• [What this task involves] Return, unchanged, the lines of the data below that run from the line containing "the red macaron." through the line containing "[145, 268, 216, 312]", including both of those lines.

• [Supplied records]
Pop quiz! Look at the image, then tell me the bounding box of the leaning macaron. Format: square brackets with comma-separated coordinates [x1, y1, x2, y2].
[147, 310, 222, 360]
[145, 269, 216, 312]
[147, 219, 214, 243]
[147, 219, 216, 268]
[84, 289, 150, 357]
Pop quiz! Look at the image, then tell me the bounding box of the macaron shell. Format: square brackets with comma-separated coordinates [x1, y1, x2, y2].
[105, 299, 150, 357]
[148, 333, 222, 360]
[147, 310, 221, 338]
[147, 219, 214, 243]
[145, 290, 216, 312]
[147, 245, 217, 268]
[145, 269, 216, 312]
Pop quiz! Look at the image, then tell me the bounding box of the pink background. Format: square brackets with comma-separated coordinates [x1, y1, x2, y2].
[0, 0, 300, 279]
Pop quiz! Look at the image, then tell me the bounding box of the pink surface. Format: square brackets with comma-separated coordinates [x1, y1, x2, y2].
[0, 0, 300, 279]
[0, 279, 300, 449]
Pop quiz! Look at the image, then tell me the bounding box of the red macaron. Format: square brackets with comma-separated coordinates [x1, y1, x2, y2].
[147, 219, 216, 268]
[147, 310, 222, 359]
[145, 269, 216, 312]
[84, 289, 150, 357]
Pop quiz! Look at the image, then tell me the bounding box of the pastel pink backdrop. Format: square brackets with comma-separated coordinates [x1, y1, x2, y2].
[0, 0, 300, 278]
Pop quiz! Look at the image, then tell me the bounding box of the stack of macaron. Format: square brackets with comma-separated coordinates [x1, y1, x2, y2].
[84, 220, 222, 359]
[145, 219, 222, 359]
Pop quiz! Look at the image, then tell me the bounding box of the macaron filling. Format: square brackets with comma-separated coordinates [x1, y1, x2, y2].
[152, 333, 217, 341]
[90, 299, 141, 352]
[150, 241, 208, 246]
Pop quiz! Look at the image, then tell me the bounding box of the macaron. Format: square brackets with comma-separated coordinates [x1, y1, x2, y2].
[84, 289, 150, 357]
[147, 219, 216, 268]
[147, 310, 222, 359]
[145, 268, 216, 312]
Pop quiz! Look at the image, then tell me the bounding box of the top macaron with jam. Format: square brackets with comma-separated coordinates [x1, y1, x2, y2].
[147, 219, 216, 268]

• [Solution below]
Pop quiz! Look at the image, then tell me the bounding box of the red macaron. Format: square brackets with comma-separated coordinates [x1, y1, x2, y2].
[147, 219, 216, 268]
[147, 310, 222, 359]
[145, 269, 216, 312]
[84, 289, 150, 357]
Pop quiz! Look at the image, then tell me the bounding box of the pastel pink backdrop. Format: square brackets with comma-separated coordinates [x1, y1, x2, y2].
[0, 0, 300, 278]
Pop quiz! Look at the image, then tell me the bounding box of the stack of macaron. Format: square brackets with comma-separated coordinates [x1, y1, x2, y2].
[84, 220, 222, 359]
[145, 219, 222, 359]
Pop quiz! Look at the image, then tell me the bounding box of the macaron filling. Format: square brackets with comma-separated coordinates [x1, y1, x2, y2].
[152, 333, 217, 341]
[90, 299, 141, 352]
[150, 241, 208, 246]
Pop quiz! Look at the image, then tell me the bounding box of the macaron. Format: square brackets with comma-separated coordinates [x1, y1, x2, y2].
[84, 289, 150, 357]
[147, 219, 216, 268]
[147, 310, 222, 359]
[145, 268, 216, 312]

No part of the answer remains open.